### [WORK TO BE COMPLETED]
Can you print all of the entries below word for word, leaving the pictures out?

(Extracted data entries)
───

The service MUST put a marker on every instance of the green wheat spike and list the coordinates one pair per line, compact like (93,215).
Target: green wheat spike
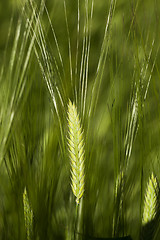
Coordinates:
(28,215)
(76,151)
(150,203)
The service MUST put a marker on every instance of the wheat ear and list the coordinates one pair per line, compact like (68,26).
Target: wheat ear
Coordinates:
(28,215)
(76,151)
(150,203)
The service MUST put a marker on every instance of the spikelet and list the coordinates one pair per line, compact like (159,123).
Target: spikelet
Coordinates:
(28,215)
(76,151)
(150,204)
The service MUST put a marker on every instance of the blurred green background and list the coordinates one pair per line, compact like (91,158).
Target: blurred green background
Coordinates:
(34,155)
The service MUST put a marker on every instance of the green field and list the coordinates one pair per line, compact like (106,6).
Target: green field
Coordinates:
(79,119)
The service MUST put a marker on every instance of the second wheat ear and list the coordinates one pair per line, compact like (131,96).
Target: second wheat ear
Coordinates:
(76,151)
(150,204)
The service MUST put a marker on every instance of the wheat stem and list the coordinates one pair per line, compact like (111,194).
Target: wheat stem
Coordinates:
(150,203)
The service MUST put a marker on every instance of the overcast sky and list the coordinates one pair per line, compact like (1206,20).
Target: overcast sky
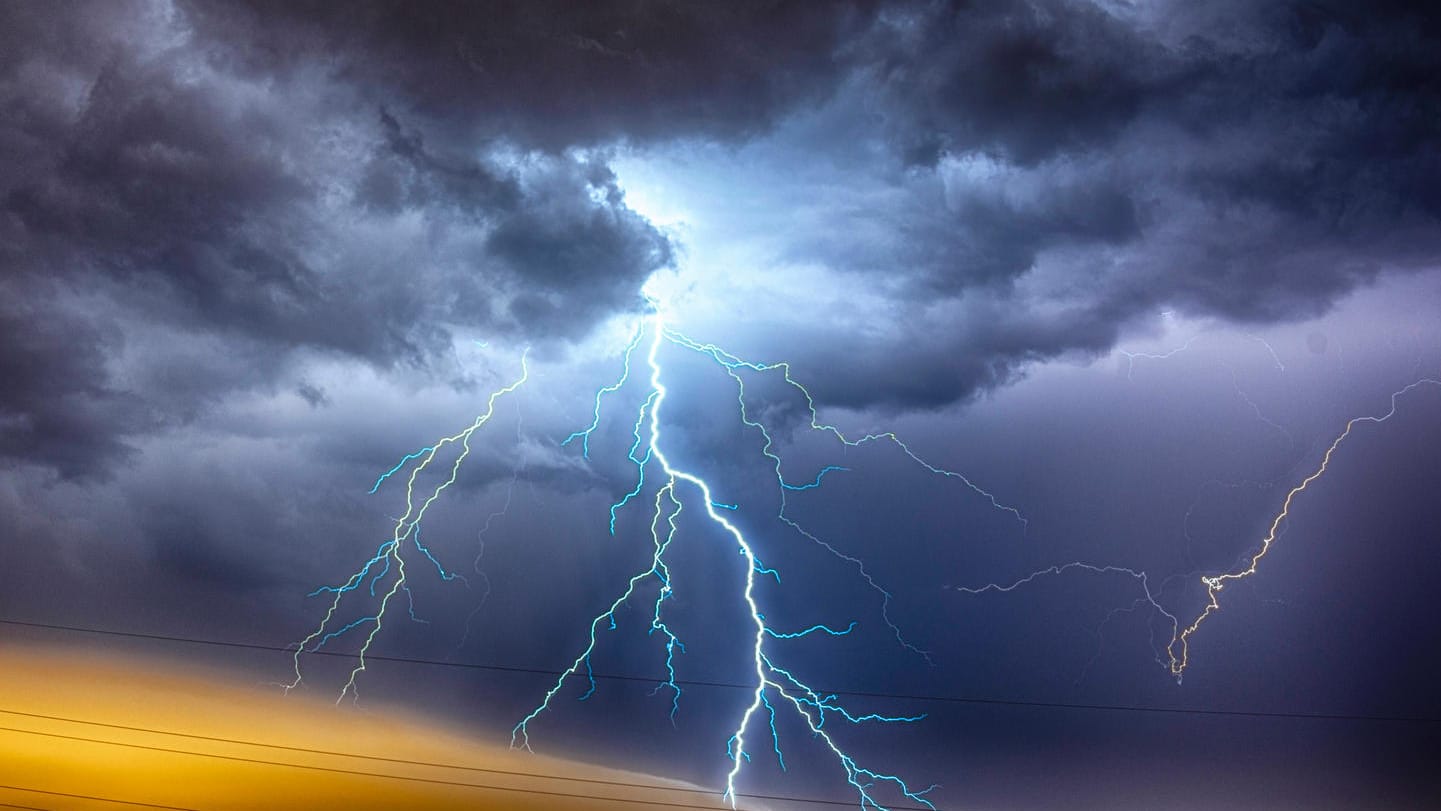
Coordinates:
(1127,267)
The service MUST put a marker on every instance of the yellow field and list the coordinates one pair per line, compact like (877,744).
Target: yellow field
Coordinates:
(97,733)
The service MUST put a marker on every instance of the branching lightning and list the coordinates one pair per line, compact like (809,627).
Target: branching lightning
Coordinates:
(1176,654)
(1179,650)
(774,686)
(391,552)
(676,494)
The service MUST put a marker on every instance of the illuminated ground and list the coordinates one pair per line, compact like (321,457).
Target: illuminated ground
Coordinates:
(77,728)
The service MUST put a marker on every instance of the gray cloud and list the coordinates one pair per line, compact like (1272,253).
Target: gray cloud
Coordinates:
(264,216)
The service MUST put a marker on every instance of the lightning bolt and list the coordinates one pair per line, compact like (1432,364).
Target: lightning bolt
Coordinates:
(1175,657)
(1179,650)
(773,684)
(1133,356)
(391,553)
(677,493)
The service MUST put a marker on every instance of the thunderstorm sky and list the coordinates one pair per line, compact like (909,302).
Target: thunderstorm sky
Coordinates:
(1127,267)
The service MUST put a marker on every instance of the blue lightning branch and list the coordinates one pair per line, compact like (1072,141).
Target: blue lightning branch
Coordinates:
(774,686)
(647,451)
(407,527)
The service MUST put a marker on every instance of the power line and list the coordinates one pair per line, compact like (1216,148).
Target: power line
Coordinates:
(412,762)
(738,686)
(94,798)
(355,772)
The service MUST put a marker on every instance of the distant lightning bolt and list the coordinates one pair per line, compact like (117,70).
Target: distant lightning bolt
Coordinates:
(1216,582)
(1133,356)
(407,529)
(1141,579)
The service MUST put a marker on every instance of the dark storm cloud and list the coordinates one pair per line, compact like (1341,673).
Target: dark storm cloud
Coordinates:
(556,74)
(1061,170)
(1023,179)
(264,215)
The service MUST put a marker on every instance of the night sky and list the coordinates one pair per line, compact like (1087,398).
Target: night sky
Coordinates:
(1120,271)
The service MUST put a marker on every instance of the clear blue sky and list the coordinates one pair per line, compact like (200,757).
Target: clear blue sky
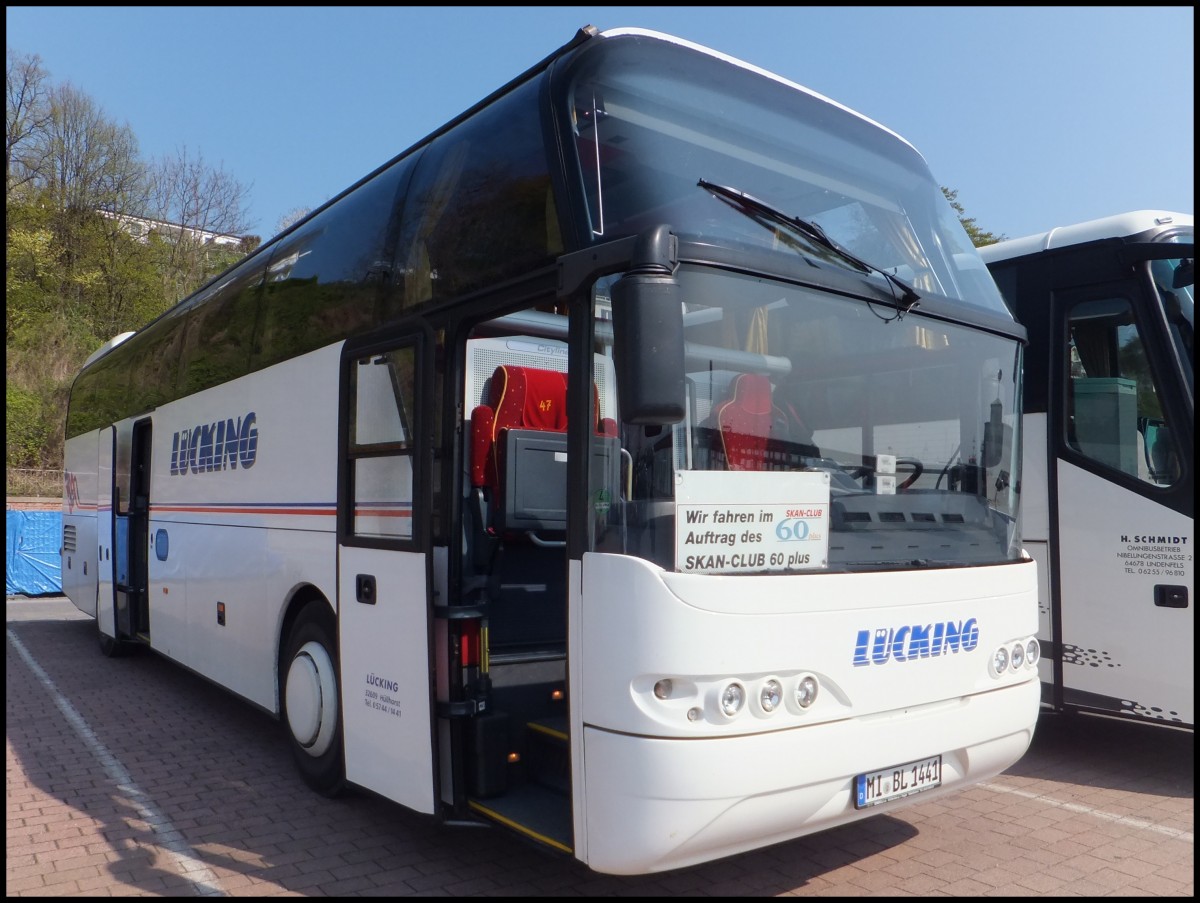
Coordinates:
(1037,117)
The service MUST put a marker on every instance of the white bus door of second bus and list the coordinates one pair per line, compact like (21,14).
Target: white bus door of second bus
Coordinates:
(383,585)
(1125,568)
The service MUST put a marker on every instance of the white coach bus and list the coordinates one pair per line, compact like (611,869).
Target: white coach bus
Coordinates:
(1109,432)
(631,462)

───

### [SOLUTION FOR THIS EXERCISE]
The service MUST put a marker on every instance of the green wheat spike and list the coordinates one pair per line, compact like (93,215).
Target: green wheat spike
Coordinates:
(28,215)
(76,151)
(150,203)
The service MUST put a marker on every instance of the wheat ear and list the coordinates one pair per line, compact like (68,26).
Target: wheat ear
Coordinates:
(28,215)
(76,151)
(150,203)
The service MUST put a marker on every instance of the spikelet and list the coordinates one pair per line, compact like (159,123).
Target: spikelet
Coordinates:
(28,215)
(76,151)
(150,204)
The service MUST put a marker on every instance of the blurred green background and list the coordinates one pair per line, compact like (91,158).
Target: blurred green background
Coordinates:
(34,155)
The service MUST put a marker on every instance of the green field and list the coordinates one pair per line, compact like (106,6).
Target: green field
Coordinates:
(79,119)
The service MUST put a marker on every instance of the second wheat ear and list the coordinates one pair per line, compact like (131,96).
Target: second wheat ear
Coordinates:
(76,151)
(150,204)
The service MUST put a marker on every instance of the wheat stem and list the coordinates one pair per line, compact like (111,194).
Target: wheat stem
Coordinates:
(150,203)
The service MUST put a marker on every instance of the overcast sky and list the coordinates one pair per line, compact like (1206,20).
Target: overcast sky
Coordinates:
(1127,267)
The service MUST put a marker on every instance of the yellow field and list the coordinates one pair per line, compact like (877,744).
Target: yellow field
Coordinates:
(97,733)
The service MUST put a marker on every instance of the branching lightning and list the coordinates one pair per line, compact like (809,627).
Target: branching lightning
Coordinates:
(1176,654)
(1179,650)
(774,686)
(391,552)
(676,494)
The service MUST put a marker on every instance of the illuminated ground and list the coordinates one pair per line, compact like (321,457).
Target: illuminated ground
Coordinates:
(77,728)
The service MUST put a marker on every instance of the gray cloud and list the coordinates one pair per line, compact like (1272,253).
Target: gray cloud
Coordinates:
(264,216)
The service MUST put a marker on every instance of the lightning bolt and list the coordinates one pair per line, compact like (1432,364).
Target: lightning bolt
Coordinates:
(1175,657)
(1179,650)
(773,684)
(1133,356)
(391,553)
(677,493)
The service MUST put a marker on every instance of the thunderstorm sky and list the coordinates one pair per line, compact like (909,302).
Target: thunderstorm sky
Coordinates:
(1127,267)
The service MUST put a marker on every instance of the blue lightning branch and list the coordinates one pair per line, compact like (1072,141).
Target: blue lightning branch
Coordinates:
(774,686)
(647,451)
(407,527)
The service MUST put a marker on every instance of the power line and list the coordinates one pair per line, compact like (1216,148).
Target: power line
Coordinates:
(412,762)
(738,686)
(94,798)
(355,772)
The service MUST put a marker on every instance of the distant lightning bolt and list the coordinates one pair per line, compact like (117,70).
Target: distant lightning bolt
Coordinates:
(1216,582)
(1133,356)
(407,529)
(1141,579)
The service MUST put a marker on every instance of the dark storm cloud and list the coordinates one pair per line, compact like (1341,673).
Target: dark storm cloud
Coordinates:
(556,74)
(1061,170)
(1023,179)
(264,215)
The service MUST put a marker on every instance of the night sky and list the coordinates one pair per line, compact like (1087,398).
Target: night sky
Coordinates:
(1120,271)
The service MUST put a marker on every instance of the clear blue sky and list the coordinates one pair per line, compact like (200,757).
Target: clear blue sky
Coordinates:
(1037,117)
The service MUST put a marker on every instance of the white bus door of second bus and list the coordinates one pair per line, compact like (21,14).
Target: white bus door of second bus
Coordinates:
(383,585)
(1125,568)
The service MUST put a marker on every instance of the white coach bus and list the coordinates one pair per line, compact like (611,869).
Target: white coach bus
Coordinates:
(1109,432)
(631,462)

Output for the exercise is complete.